### Work item A
Please echo the passage of the article on Nigeria's inflation from "Since the second" to "its import partners." word for word.
### Work item B
Answer these from the article on Nigeria's inflation:
(i) What was Nigeria's inflation rate in March 2021?
(ii) Which body is due to release the February inflation numbers?
(iii) What position does Emeka Ucheaga hold?

Nigeria’s inflation rate is expected to accelerate in the coming months on the back of the surge in energy prices, following the latest sanctions placed on Russian oil by the United States, analysts have said.
The analysts’ comments come ahead of the release of February inflation numbers by the National Bureau of Statistics which is slated for Tuesday.
Since the second quarter of 2021, Nigeria has been battling a high double-digit inflation rate as a result of the COVID-19 pandemic. The inflation rate dropped from 18.17 percent in March 2021 to 15.60 percent in January this year.
Data from the Observatory of Economic Complexity revealed that the most common import partners for Nigeria include the United States, Belgium, China and India.
Emeka Ucheaga, chief executive officer of EU Intelligence, said Nigeria should expect to import inflation from its import partners as the rate of inflation in these economies had been escalating as a result of the Russia-Ukraine crisis.
He said, “The sanctions placed on Russian oil as a result of this ongoing war is going to eventually have global impacts but Nigeria would begin witnessing it as a result of its import partners.

### Supplied material
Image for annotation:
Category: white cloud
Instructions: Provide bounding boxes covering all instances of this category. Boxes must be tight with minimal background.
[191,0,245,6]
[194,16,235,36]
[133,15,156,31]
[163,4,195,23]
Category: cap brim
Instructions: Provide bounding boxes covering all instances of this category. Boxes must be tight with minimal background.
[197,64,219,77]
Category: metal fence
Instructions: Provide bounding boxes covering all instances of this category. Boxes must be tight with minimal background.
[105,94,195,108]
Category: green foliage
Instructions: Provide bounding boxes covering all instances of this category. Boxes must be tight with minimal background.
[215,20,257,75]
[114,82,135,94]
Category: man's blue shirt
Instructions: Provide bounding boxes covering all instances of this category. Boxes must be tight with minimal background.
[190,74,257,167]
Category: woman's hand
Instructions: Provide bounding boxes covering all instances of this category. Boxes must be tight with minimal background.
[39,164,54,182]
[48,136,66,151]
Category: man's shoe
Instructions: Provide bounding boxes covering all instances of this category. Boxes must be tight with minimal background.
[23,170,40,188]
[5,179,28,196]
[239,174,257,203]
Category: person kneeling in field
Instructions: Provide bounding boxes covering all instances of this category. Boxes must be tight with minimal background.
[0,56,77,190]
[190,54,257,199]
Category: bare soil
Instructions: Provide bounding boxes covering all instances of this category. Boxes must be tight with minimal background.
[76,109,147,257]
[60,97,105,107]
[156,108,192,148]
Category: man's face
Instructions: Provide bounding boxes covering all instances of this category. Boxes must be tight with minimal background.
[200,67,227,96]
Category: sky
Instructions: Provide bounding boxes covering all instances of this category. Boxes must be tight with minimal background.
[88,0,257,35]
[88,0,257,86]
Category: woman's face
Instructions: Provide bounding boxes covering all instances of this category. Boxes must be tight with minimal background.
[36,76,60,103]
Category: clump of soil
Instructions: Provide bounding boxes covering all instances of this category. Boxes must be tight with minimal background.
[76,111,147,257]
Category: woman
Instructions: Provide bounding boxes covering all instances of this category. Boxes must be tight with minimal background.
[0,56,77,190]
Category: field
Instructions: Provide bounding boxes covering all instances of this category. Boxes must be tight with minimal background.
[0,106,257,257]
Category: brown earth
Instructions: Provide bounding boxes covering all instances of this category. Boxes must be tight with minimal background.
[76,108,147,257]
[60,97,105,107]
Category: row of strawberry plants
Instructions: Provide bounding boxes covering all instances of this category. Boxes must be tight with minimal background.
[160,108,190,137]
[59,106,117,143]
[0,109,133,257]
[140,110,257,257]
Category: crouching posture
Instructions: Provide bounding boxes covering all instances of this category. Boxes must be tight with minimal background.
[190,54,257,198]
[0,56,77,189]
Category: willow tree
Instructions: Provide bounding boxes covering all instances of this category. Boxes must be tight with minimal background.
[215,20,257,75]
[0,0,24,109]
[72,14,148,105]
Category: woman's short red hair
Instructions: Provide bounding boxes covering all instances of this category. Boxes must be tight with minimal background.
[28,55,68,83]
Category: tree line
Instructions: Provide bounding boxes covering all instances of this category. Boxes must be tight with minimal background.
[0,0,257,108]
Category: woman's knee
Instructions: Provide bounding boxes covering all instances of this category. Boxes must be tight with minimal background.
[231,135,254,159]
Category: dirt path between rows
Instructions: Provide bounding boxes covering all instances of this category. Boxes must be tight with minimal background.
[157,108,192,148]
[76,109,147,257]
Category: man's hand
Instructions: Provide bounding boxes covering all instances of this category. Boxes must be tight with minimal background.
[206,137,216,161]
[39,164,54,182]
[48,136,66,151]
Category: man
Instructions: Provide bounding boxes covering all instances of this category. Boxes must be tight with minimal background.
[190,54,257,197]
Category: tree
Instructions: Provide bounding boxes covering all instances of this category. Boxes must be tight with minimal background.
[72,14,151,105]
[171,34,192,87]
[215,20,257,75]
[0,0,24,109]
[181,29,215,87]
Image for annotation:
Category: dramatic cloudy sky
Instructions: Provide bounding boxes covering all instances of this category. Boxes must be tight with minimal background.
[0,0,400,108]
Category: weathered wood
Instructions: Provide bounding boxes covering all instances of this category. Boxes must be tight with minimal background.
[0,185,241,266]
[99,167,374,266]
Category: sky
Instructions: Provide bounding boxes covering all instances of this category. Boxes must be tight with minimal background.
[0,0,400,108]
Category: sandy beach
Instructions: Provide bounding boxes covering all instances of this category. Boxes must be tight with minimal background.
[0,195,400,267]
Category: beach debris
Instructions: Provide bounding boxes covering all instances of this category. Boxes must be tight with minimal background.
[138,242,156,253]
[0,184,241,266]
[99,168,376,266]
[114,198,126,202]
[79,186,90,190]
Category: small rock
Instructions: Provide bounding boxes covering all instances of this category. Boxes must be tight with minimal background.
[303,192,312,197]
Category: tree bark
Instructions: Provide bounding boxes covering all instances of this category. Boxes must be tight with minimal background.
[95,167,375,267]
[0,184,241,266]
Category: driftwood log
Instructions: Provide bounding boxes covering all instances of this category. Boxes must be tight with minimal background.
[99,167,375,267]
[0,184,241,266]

### Exercise output A
Since the second quarter of 2021, Nigeria has been battling a high double-digit inflation rate as a result of the COVID-19 pandemic. The inflation rate dropped from 18.17 percent in March 2021 to 15.60 percent in January this year.
Data from the Observatory of Economic Complexity revealed that the most common import partners for Nigeria include the United States, Belgium, China and India.
Emeka Ucheaga, chief executive officer of EU Intelligence, said Nigeria should expect to import inflation from its import partners as the rate of inflation in these economies had been escalating as a result of the Russia-Ukraine crisis.
He said, “The sanctions placed on Russian oil as a result of this ongoing war is going to eventually have global impacts but Nigeria would begin witnessing it as a result of its import partners.

### Exercise output B
(i) 18.17 percent
(ii) The National Bureau of Statistics
(iii) Chief executive officer of EU Intelligence